◆ Vorliegender Textauszug
Der Beton verleiht dem Bau insgesamt eine eigentümliche, zwischen Zerbrechlichkeit und Stärke oszillierende Ästhetik, der Ricciotti selbst eine, wie es scheint, bewusst antimodernistische Ausrichtung attestieren möchte. Für ihn antwortet der Museumsneubau „auf die Massivität der Festung Saint-Jean mit seiner Dematerialisierung. Und dennoch ist er der Festung freundschaftlich gesonnen. Seine Farbe ist matt, er besitzt weder die bereits überholten Zeichen der Neomodernität noch die neurotischen Merkmale der Dekonstruktion. Es ist vielmehr knochig, weiblich, fragil; in einem Wort: provinziell, provenzalisch und kontextuell.“
Auf zwei der insgesamt fünf Geschosse (Erd- und zweites Obergeschoss) sind, entlang einer mittig angeordneten Erschließungs- und Technikspange, die bis zu neun Meter hohen, teils fließend ineinander übergehenden Ausstellungsräume angeordnet. Insgesamt stehen 3600 Quadratmeter Ausstellungsfläche zur Verfügung. Auch hier zeigen sich die Vorteile dieser Haus-im-Haus-Konzeption: Die Stützen, die vor zwei der Fas-saden laufenden Übergänge sowie der netzartige Vorbau und ein durchsichtiger Vorhang ergeben eine mehrschichtige Hül-le, die das mediterrane Licht stark filtert und für ein lebendiges Spiel aus Licht und Schatten in den Räumen sorgt. Ziel war es, auch in den offenen Gängen entlang der durchbrochenen Fassaden mit ihrem dunklen Beton ein besonderes Raumerlebnis zu schaffen.
Man darf gespannt sein, wie sich die ethnologischen Objekte in den Ausstellungssälen vor diesem Hintergrund ausnehmen. Für die meisten Besucher wird die Dachterrasse, wo ein Café etwa die Hälfte des Fläche einnimmt, sowie der anschließende Gang über die schmale Passarelle zur Festung Saint-Jean, den Höhepunkt des Besuchs darstellen. Eine andere Klientel wird hingegen in den nordöstlichen Eckräumen, die zum Meer hin orientiert sind, Platz nehmen, um sich vom regionalen Drei-Sterne-Koch bewirten zu lassen.

Einträge eines Datensatzes:

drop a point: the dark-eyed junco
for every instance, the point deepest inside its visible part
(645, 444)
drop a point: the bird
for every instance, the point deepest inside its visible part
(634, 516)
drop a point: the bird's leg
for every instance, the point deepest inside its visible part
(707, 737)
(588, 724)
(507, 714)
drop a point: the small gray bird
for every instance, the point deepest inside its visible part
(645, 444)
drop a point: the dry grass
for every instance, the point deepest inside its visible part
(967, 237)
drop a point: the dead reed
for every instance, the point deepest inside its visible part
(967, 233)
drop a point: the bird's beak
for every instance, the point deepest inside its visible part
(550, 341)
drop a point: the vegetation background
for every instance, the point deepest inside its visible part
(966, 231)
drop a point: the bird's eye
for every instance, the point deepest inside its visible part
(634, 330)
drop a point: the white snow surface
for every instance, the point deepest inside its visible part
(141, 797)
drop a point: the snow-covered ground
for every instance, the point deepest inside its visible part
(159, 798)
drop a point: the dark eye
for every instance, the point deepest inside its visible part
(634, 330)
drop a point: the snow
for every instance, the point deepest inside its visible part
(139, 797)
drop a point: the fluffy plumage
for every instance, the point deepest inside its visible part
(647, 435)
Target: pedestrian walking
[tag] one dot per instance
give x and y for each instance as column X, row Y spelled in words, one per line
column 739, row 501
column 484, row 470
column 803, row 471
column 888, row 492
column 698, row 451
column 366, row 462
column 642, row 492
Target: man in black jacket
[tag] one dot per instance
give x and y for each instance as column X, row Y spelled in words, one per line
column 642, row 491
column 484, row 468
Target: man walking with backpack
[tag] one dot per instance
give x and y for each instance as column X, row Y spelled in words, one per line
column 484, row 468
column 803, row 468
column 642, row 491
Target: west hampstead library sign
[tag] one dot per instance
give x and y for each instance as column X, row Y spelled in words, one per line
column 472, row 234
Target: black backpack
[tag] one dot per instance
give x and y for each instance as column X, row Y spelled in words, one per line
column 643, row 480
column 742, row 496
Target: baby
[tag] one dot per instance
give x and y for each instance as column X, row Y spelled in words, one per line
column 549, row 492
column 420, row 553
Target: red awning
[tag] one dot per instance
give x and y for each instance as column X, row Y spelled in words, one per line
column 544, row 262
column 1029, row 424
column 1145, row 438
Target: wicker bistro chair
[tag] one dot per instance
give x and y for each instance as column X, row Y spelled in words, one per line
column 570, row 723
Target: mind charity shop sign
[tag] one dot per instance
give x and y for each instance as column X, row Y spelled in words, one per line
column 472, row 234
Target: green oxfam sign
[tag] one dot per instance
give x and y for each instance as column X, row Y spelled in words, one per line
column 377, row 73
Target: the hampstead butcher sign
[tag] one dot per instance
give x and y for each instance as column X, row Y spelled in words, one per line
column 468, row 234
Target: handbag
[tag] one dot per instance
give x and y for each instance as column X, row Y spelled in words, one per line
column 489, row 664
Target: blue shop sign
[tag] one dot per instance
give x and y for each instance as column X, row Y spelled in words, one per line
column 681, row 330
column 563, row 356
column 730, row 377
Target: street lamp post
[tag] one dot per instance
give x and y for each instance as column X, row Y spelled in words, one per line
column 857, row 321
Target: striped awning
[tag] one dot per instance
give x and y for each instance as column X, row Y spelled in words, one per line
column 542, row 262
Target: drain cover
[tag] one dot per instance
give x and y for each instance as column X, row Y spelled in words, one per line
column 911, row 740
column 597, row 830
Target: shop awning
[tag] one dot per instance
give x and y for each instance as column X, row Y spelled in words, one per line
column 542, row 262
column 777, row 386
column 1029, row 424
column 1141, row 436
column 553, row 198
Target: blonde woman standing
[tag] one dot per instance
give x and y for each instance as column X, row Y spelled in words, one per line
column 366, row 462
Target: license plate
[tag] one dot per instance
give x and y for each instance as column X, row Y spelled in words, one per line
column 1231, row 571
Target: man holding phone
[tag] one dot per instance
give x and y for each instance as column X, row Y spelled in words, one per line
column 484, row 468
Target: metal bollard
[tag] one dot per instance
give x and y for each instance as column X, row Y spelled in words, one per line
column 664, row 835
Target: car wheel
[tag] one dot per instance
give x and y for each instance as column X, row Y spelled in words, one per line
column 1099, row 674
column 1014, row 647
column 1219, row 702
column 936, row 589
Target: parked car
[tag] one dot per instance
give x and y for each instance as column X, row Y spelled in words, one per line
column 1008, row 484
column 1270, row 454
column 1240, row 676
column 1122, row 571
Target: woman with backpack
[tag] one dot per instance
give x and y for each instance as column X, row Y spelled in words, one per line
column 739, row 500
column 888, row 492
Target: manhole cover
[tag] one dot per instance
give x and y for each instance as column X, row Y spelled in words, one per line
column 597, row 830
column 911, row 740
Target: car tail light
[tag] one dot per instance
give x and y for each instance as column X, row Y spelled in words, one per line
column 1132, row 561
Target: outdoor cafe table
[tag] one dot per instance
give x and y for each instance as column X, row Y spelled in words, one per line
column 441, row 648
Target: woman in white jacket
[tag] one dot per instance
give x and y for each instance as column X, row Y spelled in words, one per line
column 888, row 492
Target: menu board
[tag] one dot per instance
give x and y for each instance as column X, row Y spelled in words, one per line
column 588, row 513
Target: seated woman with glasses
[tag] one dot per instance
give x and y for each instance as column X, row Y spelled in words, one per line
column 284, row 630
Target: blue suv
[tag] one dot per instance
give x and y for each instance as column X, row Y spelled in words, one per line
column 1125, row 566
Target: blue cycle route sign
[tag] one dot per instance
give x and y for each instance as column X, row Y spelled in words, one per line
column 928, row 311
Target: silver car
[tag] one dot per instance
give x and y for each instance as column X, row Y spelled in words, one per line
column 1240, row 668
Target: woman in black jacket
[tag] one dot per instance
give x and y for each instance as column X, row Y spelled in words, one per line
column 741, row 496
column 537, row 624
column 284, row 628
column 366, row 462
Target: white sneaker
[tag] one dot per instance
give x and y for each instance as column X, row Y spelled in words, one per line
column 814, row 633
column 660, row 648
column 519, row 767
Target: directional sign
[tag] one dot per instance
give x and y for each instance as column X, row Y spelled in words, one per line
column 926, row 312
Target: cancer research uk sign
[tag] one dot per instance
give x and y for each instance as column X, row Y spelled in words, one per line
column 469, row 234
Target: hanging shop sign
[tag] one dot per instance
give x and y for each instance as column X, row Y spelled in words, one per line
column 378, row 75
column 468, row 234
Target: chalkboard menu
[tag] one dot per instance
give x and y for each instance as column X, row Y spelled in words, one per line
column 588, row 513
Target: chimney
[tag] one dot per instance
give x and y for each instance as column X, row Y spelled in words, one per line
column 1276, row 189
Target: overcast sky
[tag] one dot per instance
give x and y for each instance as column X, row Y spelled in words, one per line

◆ Zu bearbeitende Aufgaben
#1 Wie groß ist laut dem Text über den Museumsneubau die gesamte Ausstellungsfläche?
#2 Geben Sie aus dem Text über den Museumsneubau den Abschnitt ab „Man darf gespannt“ bis einschließlich „bewirten zu lassen.“ wortgetreu wieder.
#3 Setzen Sie den Text über den Museumsneubau im Anschluss an seinen letzten Satz fort.

◆ Die Lösungen
#1 3600 Quadratmeter

#2
Man darf gespannt sein, wie sich die ethnologischen Objekte in den Ausstellungssälen vor diesem Hintergrund ausnehmen. Für die meisten Besucher wird die Dachterrasse, wo ein Café etwa die Hälfte des Fläche einnimmt, sowie der anschließende Gang über die schmale Passarelle zur Festung Saint-Jean, den Höhepunkt des Besuchs darstellen. Eine andere Klientel wird hingegen in den nordöstlichen Eckräumen, die zum Meer hin orientiert sind, Platz nehmen, um sich vom regionalen Drei-Sterne-Koch bewirten zu lassen.

#3
Villa Mediterranée
Die von der Regionalregierung Provence-Alpes-Côte-Azur initiierte und zu großen Teilen finanzierte Villa Méditerranée (Kosten ca. 70 Millionen Euro) ist Ausstellungs- und Veran-staltungsort. Im Schnitt formt das Gebäude ein großes C, das sich zum Meer hin öffnet. Über der Ebene in Untergeschoss liegt ein Wasserbassin. Die obere ist als 40 Meter vorkragende, massive und stützenlose Konstruktion ausgebildet. Durch die Fensterfront sind die Zickzacklinien der Stahlträger zu erkennen. Das als räumliches Scharnier fungierende Atrium ist atmosphärisch nüchtern und wird von einer zentralen Rolltreppe geprägt, die die Besucher ins Ober- und ins Untergeschoss leitet. Die Idee war, an möglichst vielen Punkten auf Wasser schauen zu können. So gibt es jetzt zahlreiche schmale, rechteckige Fensteröffnungen im Boden der oberen Ebene und in den Decken des unteren Ausstellungsraums sowie des angrenzenden, sechs Meter hohen Konzert- und Veranstaltungssaals. Insgesamt hat man durch diese Platzierung „zwischen Himmel und Meer“ allerdings erheblich Fläche und damit eine räumlich großzügige Präsentation verschenkt. Der untere Bereich bleibt ein, wenn auch ausgedehnter, Kellerraum. Das Obergeschoss, 12 Meter über dem Außenbecken „schwebend“, erscheint mit seinem knapp 800 Quadratmeter großen Raum durch ansteigende Bodenstufen und die niedrige Deckenhöhe auch ohne Einbauten etwas beengt. Entlang der verglasten Wände um den eigentlichen Ausstellungsraum herum ist ein öffentlich zugänglicher Rundgang geplant.
Steht man vor dem Gebäude und überblickt das von dem breiten Dach überragte Bassin, wird schnell klar: Hier handelt es sich eine dramatisch zugespitzte Schauarchitektur, die vor allem dazu dient, eine Promenade spectaculaire für das Publikum anzubieten; fehlt nur noch ein großes Aquarium.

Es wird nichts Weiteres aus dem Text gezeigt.